Referring expression pointing data:
◇ ◇ ◇

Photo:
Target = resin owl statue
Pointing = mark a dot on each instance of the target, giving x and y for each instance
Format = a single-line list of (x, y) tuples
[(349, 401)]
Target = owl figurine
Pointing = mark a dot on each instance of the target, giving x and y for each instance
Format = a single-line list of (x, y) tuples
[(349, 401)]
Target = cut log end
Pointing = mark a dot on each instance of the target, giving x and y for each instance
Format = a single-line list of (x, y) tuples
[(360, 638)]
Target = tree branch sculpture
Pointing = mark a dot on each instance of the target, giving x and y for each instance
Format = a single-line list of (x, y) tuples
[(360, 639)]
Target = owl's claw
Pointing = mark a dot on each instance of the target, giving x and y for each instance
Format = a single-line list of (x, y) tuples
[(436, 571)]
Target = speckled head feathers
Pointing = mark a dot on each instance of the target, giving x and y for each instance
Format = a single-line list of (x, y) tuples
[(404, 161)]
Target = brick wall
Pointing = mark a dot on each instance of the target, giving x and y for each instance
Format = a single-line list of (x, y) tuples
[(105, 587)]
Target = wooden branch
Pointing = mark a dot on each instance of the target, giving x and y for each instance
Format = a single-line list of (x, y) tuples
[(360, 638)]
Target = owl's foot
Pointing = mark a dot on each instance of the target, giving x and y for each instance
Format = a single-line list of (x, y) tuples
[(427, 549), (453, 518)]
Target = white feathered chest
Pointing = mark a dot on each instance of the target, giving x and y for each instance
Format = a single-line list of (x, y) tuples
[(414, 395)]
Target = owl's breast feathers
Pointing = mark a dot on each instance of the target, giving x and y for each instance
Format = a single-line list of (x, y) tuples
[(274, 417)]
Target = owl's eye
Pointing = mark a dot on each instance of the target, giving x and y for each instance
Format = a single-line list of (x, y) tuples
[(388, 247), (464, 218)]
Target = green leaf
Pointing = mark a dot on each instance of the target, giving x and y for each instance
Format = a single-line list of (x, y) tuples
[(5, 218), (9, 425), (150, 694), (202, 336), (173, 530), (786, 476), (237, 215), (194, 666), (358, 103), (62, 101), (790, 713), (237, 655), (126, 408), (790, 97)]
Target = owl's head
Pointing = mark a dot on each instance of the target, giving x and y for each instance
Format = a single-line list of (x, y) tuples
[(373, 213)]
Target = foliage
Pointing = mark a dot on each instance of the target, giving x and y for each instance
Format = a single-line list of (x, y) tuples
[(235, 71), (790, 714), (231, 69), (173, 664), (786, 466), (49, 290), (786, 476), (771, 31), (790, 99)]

◇ ◇ ◇

The lines above from the one containing "Target = tree branch sculpture" through the one containing "Target = speckled head feathers" are to be set down exactly, and no others.

Target = tree branch sculpture
Pointing = mark a dot on each instance of the target, giving x and y for each instance
Format = a single-line list of (x, y) tuples
[(360, 639)]
Target = owl's claw
Pointing = mark a dot on each instance of the target, giving x and y for each instance
Format = a single-line list of (x, y) tuples
[(436, 571)]
Target = speckled head feathers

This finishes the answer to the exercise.